• _Written request 1_:
Please answer these questions from the post on the Constitution:
(a) What percentage of the delegates who drafted the Constitution in 1787 had attended college?
(b) How many of the thirteen original states had religious tests?
(c) What did a Connecticut constitutional delegate propose?

• _Extracted text_:

Unless I say so, the views expressed here are mine and mine alone. They may be quoted elsewhere, so long as you give attribution. The dates are (at least according my records) the dates of publication in one of the above print newspapers.

The blog archive (web view) is in chronological order. The display of entries, below, seems to be in reverse order, new to old.

All of the mistakes are of course my own responsibility.

Thursday, October 27, 2011

October 27, 2011 - no test in Constitution

On the one hand, we honor it. We appeal to it. We think it matters.

On the other hand, it was and is riddled with profound mistakes.

The Constitution of the United States of America was crafted by some of the brightest people the world has known. They were also well-educated by the standards of the time. Of the 55 delegates who drafted the Constitution in 1787, 60 percent of them had attended college.

The striking idea at the heart of our founding document was that the purpose of government was to preserve individual liberties. Yet at the same time, it explicitly endorsed slavery, and denied women the right to vote.

Recently I've been reading about the many controversies that attended its adoption (see the writings of Cornell professors Isaac Kramnick and R. Laurence Moore). Here's one you don't hear much about:

In 1787 and 1788, the draft U.S. Constitution was harshly challenged because it was explicitly irreligious. Not anti-religious. There's a difference.

But unlike virtually every other political document of the age, the draft Constitution made no references to God. Religion makes only one appearance: Article 6 declares that "no religious test shall ever be required as a qualification to any office or public trust under the United States."

And that was news. Eleven of the thirteen original states did have religious tests. Even in Rhode Island, founded on the principles of religious tolerance, and a place where many Catholics and Jews worshiped, you had to be a Protestant to hold office. 

Virginia and New York had adopted freedom from a religious test, however, probably under the influence of James Madison, who in the Federalist Papers wrote that too fervent a pursuit of religious opinions lead men "to vex and oppress each other."

But a Massachusetts Constitutional delegate protested that the no religious test clause meant that  "a papist, or an infidel" was just as eligible as Protestants. Delegates from New Hampshire and North Carolina worried about "pagans, deists, Mahometans [sic]," Jews, abolitionist Quakers, and "yea, an atheist at the helm of government." 

A Connecticut constitutional delegate proposed a one sentence preamble to the Constitution, to at least begin with God. A Virginia delegate proposed that the religious test be amended to require no OTHER test than a belief in God, who would reward the good and punish the evil.

[Data entries]
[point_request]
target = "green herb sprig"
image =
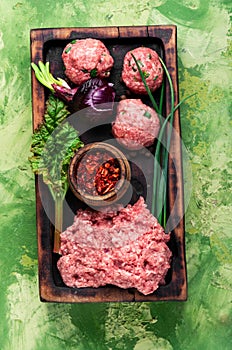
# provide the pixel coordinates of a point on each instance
(53, 145)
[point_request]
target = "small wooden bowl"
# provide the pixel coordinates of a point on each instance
(120, 187)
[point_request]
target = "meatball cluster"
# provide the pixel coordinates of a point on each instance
(86, 58)
(136, 124)
(150, 65)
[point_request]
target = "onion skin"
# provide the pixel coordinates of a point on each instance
(64, 93)
(95, 98)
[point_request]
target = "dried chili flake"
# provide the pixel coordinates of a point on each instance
(98, 173)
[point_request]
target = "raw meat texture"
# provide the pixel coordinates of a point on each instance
(136, 124)
(149, 62)
(85, 59)
(124, 247)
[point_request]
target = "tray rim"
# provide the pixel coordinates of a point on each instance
(167, 34)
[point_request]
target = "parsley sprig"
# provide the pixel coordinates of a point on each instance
(53, 145)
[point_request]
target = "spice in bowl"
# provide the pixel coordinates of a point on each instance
(99, 173)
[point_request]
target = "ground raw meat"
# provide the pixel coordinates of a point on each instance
(149, 62)
(136, 124)
(85, 59)
(125, 247)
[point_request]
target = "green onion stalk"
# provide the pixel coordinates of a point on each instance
(159, 198)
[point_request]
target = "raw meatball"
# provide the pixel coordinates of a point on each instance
(149, 62)
(85, 59)
(136, 124)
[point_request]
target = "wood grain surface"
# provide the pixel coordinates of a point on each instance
(46, 44)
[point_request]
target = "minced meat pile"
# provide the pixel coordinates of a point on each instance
(124, 247)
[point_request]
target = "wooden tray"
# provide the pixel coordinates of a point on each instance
(47, 44)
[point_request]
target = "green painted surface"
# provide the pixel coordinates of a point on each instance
(204, 322)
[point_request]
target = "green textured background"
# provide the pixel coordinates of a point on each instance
(204, 56)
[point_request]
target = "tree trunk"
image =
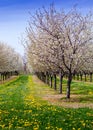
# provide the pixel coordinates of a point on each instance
(69, 85)
(90, 77)
(61, 78)
(55, 86)
(77, 76)
(51, 79)
(81, 76)
(85, 77)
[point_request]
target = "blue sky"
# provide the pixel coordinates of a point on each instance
(14, 16)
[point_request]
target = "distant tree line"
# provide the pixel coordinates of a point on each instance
(10, 62)
(60, 43)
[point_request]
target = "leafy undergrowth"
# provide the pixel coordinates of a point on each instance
(22, 108)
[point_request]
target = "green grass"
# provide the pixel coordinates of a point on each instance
(22, 108)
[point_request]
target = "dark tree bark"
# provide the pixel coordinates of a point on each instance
(85, 77)
(90, 77)
(55, 85)
(61, 79)
(69, 84)
(51, 81)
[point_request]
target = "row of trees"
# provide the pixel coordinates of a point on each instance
(60, 42)
(10, 61)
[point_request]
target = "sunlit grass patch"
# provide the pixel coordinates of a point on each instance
(22, 108)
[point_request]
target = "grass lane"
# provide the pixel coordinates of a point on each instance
(22, 108)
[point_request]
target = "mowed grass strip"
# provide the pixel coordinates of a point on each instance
(22, 108)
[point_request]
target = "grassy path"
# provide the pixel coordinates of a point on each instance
(23, 108)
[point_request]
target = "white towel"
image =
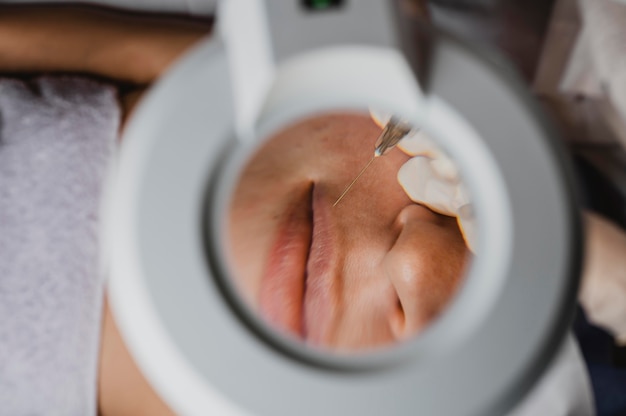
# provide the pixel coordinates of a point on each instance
(56, 137)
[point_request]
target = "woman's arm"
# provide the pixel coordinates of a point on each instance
(124, 47)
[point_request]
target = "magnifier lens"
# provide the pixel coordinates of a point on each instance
(368, 272)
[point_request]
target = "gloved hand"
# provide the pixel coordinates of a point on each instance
(432, 179)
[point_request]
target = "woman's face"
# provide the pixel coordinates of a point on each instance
(370, 271)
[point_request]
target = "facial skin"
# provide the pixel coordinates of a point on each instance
(373, 270)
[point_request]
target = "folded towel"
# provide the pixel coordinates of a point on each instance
(56, 137)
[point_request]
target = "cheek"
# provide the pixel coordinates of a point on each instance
(425, 266)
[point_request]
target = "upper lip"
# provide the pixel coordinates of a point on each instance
(321, 284)
(298, 288)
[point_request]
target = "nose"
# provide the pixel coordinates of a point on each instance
(423, 270)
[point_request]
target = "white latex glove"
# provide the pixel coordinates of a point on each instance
(603, 287)
(432, 179)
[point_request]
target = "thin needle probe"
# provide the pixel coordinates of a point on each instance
(393, 132)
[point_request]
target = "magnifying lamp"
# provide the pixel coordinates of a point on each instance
(272, 64)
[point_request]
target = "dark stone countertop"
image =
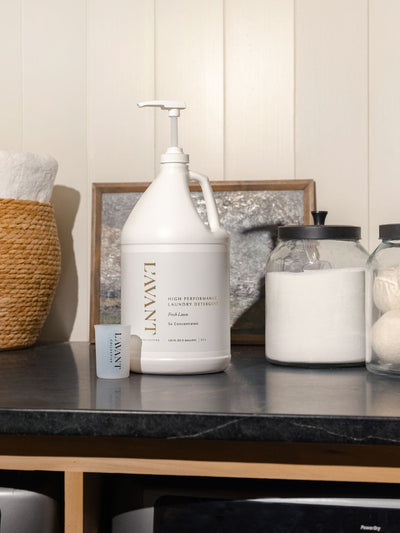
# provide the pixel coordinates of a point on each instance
(53, 390)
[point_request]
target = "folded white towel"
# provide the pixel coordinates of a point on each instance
(26, 176)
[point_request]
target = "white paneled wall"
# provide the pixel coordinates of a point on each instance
(276, 89)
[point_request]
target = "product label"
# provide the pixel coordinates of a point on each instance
(177, 301)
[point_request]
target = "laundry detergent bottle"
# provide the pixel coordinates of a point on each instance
(175, 271)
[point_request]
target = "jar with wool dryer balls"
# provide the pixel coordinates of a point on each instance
(383, 303)
(315, 296)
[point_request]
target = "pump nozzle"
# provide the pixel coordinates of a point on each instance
(173, 108)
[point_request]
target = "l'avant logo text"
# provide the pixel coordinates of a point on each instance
(117, 350)
(150, 298)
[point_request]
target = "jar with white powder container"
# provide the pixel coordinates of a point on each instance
(315, 296)
(383, 303)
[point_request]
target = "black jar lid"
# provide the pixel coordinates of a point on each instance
(389, 231)
(319, 230)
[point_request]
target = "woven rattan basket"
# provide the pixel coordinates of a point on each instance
(30, 262)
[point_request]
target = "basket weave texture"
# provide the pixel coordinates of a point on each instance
(30, 264)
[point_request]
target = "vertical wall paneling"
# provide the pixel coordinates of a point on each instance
(189, 67)
(54, 108)
(120, 74)
(11, 75)
(384, 115)
(259, 89)
(332, 105)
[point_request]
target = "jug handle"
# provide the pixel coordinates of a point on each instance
(212, 213)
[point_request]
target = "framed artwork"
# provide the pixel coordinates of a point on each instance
(250, 211)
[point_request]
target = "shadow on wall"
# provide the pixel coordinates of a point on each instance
(61, 318)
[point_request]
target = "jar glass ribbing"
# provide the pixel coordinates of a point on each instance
(383, 303)
(315, 297)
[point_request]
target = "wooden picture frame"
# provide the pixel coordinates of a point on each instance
(255, 209)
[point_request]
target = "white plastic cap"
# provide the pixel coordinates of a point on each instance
(174, 153)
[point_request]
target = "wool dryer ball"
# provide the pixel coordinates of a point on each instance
(387, 289)
(385, 337)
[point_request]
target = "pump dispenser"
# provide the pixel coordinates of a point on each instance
(175, 271)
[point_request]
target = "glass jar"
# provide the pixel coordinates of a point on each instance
(383, 303)
(315, 296)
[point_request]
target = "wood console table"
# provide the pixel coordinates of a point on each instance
(253, 421)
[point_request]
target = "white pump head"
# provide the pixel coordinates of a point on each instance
(174, 154)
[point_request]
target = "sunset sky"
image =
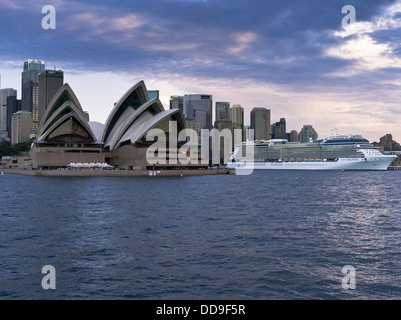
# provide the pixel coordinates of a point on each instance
(293, 57)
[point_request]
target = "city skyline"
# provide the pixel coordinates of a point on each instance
(299, 63)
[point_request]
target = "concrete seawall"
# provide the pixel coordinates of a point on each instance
(116, 173)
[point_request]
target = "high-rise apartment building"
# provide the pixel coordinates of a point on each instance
(307, 133)
(223, 111)
(198, 108)
(260, 123)
(4, 94)
(30, 88)
(50, 81)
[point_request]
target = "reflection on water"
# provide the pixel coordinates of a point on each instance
(271, 235)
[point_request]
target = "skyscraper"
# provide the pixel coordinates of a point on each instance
(260, 123)
(222, 111)
(177, 102)
(50, 81)
(4, 94)
(198, 108)
(294, 136)
(21, 126)
(153, 94)
(307, 133)
(279, 130)
(30, 88)
(13, 105)
(237, 116)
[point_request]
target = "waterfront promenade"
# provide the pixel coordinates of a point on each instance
(117, 173)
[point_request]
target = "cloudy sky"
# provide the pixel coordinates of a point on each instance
(294, 57)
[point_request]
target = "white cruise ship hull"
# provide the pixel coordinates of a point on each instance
(375, 164)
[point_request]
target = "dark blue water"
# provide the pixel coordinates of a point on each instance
(271, 235)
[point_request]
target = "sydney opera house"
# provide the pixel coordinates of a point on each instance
(65, 136)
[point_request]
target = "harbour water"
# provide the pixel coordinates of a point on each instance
(270, 235)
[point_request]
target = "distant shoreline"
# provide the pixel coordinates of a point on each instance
(117, 173)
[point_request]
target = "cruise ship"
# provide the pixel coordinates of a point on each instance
(336, 152)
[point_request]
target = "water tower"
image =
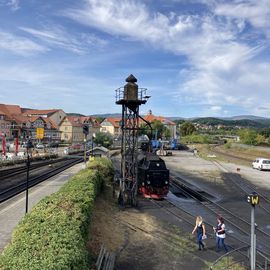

• _Written request 2_: Gather each line of the records that contains the string "glass".

• _Full solution 1_:
(a) 60 percent.
(b) Eleven.
(c) A one-sentence preamble to the Constitution, so that it would at least begin with God.

• _Full solution 2_:
target = "jar glass ribbing"
target = "glass jar"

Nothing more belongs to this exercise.